» **Quoted passage**
____

Wholemeal cereal and breads, potatoes, pasta and rice

Starchy foods like cereal, breads, potatoes, pasta and rice are rich in vitamins and minerals. They are a good source of fibre and are the best energy providers for your body.

High-fibre versions are best: they keep your gut healthy and will keep you going for longer between meals.

  • Choose brown rice, wholemeal pasta and wholegrain bread instead of white
  • Wholegrain breakfast cereals like porridge are a great start to the day
  • Baked potatoes eaten with their skins are delicious – and great for fibre too

Potatoes, bread, rice and pasta are naturally low in fat – until we add fats like butter and cheese.  Go easy on these extras to keep these foods low-fat.

How much should I eat? 

  • Most people need three to five portions a day
  • Teenage boys and men aged 19-50 may need up to seven
  • Very active people, such as athletes, will need even more

What is a portion?

____

» **Given data**
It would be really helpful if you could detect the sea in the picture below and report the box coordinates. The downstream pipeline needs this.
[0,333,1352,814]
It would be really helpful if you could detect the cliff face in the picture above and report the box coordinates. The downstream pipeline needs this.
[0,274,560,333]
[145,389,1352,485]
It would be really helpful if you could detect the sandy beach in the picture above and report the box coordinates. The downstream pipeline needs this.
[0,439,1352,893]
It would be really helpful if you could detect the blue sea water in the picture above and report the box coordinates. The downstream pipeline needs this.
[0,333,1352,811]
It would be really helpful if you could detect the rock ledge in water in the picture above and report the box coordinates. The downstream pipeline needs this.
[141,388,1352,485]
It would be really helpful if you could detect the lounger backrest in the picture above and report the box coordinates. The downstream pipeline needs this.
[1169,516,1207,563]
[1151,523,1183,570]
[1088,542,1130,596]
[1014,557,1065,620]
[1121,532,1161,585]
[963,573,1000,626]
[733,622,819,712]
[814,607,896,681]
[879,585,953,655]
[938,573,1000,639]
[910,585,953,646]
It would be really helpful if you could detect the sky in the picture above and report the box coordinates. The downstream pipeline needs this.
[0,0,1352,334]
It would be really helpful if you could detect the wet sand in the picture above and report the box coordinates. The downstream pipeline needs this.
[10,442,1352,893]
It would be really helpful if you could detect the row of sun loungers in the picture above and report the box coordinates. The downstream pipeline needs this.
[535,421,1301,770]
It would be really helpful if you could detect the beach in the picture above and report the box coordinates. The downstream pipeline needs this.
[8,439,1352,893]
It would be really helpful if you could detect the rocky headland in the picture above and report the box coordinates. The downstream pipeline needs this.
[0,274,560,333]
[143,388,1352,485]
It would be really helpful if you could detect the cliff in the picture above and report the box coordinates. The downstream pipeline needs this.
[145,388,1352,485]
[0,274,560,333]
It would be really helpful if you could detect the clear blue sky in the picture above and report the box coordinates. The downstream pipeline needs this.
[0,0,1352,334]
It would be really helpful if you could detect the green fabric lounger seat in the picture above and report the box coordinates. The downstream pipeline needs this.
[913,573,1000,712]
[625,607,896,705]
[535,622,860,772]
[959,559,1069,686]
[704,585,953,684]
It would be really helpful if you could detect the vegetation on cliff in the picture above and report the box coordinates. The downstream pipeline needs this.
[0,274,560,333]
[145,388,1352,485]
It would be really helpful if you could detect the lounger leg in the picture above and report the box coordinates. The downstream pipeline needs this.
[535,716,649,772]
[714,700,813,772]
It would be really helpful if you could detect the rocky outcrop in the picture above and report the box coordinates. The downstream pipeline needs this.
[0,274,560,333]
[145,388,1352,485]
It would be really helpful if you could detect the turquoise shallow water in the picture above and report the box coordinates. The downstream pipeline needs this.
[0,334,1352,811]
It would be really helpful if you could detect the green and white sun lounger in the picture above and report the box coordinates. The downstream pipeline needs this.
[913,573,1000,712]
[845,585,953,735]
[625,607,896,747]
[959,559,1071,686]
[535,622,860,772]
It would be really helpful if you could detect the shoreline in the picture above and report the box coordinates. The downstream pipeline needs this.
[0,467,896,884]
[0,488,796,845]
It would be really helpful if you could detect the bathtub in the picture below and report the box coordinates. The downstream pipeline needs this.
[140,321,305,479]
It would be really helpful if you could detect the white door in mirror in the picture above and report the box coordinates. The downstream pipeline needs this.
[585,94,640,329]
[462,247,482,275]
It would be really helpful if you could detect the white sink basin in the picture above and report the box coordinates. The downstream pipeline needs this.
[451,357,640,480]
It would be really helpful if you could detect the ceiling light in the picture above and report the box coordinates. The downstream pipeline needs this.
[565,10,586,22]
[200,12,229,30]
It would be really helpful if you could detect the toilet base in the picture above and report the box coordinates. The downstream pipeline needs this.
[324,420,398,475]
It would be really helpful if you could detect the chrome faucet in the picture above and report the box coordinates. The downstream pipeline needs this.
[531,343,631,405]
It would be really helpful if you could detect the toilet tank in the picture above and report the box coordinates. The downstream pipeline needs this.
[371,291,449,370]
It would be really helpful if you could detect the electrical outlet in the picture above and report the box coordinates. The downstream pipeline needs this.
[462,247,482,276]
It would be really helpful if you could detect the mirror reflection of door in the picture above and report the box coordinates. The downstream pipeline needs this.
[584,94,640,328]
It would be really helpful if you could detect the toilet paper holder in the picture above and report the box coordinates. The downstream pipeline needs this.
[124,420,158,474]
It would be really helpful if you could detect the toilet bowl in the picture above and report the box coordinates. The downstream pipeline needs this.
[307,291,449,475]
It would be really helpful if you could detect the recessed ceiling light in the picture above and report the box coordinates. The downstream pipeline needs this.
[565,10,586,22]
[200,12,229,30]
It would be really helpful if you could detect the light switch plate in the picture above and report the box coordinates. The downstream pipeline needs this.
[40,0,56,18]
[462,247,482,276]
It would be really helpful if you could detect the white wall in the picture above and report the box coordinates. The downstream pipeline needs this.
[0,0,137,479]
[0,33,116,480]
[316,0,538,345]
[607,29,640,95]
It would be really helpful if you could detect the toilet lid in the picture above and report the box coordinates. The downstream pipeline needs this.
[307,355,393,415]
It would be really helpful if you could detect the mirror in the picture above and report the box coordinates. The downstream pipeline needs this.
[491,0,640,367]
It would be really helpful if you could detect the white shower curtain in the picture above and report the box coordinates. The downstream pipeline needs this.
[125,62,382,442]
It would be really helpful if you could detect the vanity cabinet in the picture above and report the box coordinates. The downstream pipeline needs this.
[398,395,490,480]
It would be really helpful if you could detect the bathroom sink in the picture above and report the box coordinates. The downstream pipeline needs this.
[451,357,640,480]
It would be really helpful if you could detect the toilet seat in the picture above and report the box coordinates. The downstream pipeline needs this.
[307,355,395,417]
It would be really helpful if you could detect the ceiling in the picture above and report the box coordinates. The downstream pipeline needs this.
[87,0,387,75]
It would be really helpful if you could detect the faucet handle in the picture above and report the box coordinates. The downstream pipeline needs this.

____

» **To-do list**
1. Do these statements agree with the text on starchy foods? (a) Most people need three to five portions a day. (b) Potatoes, bread, rice and pasta are naturally high in fat. (c) Baked potatoes give the most fiber when their skins are removed. Answer yes or no for each, quoting the deciding words of the text exactly.
2. Quote the stretch of the text on starchy foods from "Wholemeal cereal and" through "longer between meals.".
The data here comes from a separate source.

» **Outputs by task**
1.
(a) Yes: "Most people need three to five portions a day"
(b) No: "Potatoes, bread, rice and pasta are naturally low in fat"
(c) No: "Baked potatoes eaten with their skins are delicious – and great for fibre too"

2.
Wholemeal cereal and breads, potatoes, pasta and rice

Starchy foods like cereal, breads, potatoes, pasta and rice are rich in vitamins and minerals. They are a good source of fibre and are the best energy providers for your body.

High-fibre versions are best: they keep your gut healthy and will keep you going for longer between meals.